Exercise brief => Find the line in the entries below that contains "gold ring that appears in the image above.". Repeat it exactly, and every line after it through the line that contains "stacked ring that appears in the image above.".

[Spatial localization data]
------------
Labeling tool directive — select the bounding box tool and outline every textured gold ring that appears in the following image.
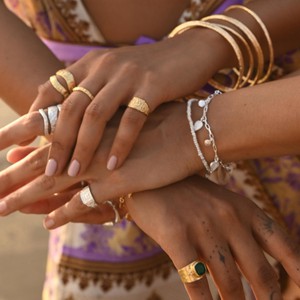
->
[49,75,69,99]
[56,69,76,92]
[127,97,150,116]
[73,86,94,101]
[178,260,207,283]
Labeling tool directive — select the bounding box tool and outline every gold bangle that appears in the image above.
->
[202,15,264,86]
[169,20,244,92]
[217,24,254,87]
[226,5,274,83]
[49,75,69,99]
[56,69,76,92]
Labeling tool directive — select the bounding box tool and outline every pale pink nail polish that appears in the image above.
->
[107,155,118,171]
[68,160,80,177]
[45,159,57,176]
[44,218,55,229]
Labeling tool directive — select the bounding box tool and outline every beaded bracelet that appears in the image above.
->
[187,90,234,175]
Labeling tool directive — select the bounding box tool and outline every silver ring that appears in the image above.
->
[80,186,97,208]
[39,109,50,136]
[103,200,121,226]
[47,105,59,134]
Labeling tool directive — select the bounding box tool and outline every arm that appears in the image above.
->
[0,1,63,114]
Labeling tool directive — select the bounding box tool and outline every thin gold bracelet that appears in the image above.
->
[203,15,264,86]
[226,5,274,83]
[217,24,254,87]
[169,20,244,92]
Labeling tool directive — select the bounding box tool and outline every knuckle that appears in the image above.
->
[27,151,47,173]
[0,171,12,188]
[37,81,52,98]
[23,113,42,132]
[51,141,65,153]
[60,99,77,117]
[39,175,56,191]
[215,202,239,224]
[256,264,278,285]
[85,102,108,123]
[100,51,119,67]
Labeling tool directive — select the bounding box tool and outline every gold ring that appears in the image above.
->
[49,75,69,99]
[56,69,76,92]
[128,97,150,116]
[178,260,207,283]
[73,86,94,101]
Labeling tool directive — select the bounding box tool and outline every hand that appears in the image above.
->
[26,27,231,177]
[21,175,300,300]
[0,102,201,215]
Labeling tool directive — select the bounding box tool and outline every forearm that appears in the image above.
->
[0,2,63,115]
[199,74,300,164]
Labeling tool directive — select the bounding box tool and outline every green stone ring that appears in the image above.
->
[178,260,207,283]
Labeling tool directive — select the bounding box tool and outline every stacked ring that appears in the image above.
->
[73,86,94,101]
[80,186,98,208]
[56,69,76,92]
[38,104,62,136]
[128,96,150,116]
[49,75,69,99]
[178,260,207,283]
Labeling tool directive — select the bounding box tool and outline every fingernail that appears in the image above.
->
[0,202,7,213]
[44,218,55,229]
[45,159,57,176]
[68,159,80,177]
[107,155,118,171]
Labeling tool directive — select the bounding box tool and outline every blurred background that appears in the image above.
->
[0,101,48,300]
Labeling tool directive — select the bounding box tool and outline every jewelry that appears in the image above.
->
[128,96,150,116]
[202,15,264,86]
[80,186,98,208]
[103,200,121,226]
[178,260,207,283]
[47,105,59,134]
[119,194,133,221]
[169,20,244,92]
[73,86,94,101]
[38,109,50,136]
[56,69,76,92]
[49,75,69,99]
[226,5,274,83]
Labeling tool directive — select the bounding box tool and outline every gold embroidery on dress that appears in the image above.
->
[58,252,174,292]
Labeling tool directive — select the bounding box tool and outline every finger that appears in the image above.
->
[45,80,100,176]
[197,238,245,299]
[6,146,38,163]
[106,106,148,170]
[0,170,75,216]
[0,112,43,150]
[228,228,282,299]
[43,188,116,229]
[67,80,130,177]
[29,79,67,112]
[252,210,300,286]
[0,145,49,197]
[170,244,212,300]
[20,191,74,214]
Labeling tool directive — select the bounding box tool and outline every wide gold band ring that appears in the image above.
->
[128,96,150,116]
[73,86,94,101]
[178,260,207,283]
[49,75,69,99]
[56,69,76,92]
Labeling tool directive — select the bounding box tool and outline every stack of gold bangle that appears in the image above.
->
[168,6,274,91]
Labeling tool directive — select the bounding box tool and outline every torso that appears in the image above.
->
[84,0,190,44]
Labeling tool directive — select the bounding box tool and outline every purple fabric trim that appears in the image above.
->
------------
Written response =>
Labeling tool directive — select the bounding box tool and outline every gold ring that appears in the image above.
->
[49,75,69,99]
[56,69,76,92]
[128,97,150,116]
[178,260,207,283]
[73,86,94,101]
Labeling tool directive — select the bounding box tool and outline every hand that appears in the image above.
->
[26,27,231,177]
[21,175,300,300]
[0,102,201,215]
Labeling tool directive — select the bounding box tool and outline every forearm that appears in the image above.
->
[0,2,63,115]
[199,74,300,164]
Labeling tool directive — select the bounding box tool and outline every green stone ring that appears in the image above.
->
[178,260,207,283]
Labeling tool directive — select the bounding box tool and outline every stacked ring that appears in the image above.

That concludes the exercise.